TASK GOAL: Provide the material again, with every line intact and exact.

■ ■ ■ ■ ■

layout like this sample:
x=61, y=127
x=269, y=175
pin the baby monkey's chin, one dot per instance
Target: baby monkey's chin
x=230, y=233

■ ■ ■ ■ ■

EXERCISE RESULT:
layout like this sample:
x=61, y=127
x=269, y=175
pin the baby monkey's chin, one dot per instance
Target: baby monkey's chin
x=230, y=233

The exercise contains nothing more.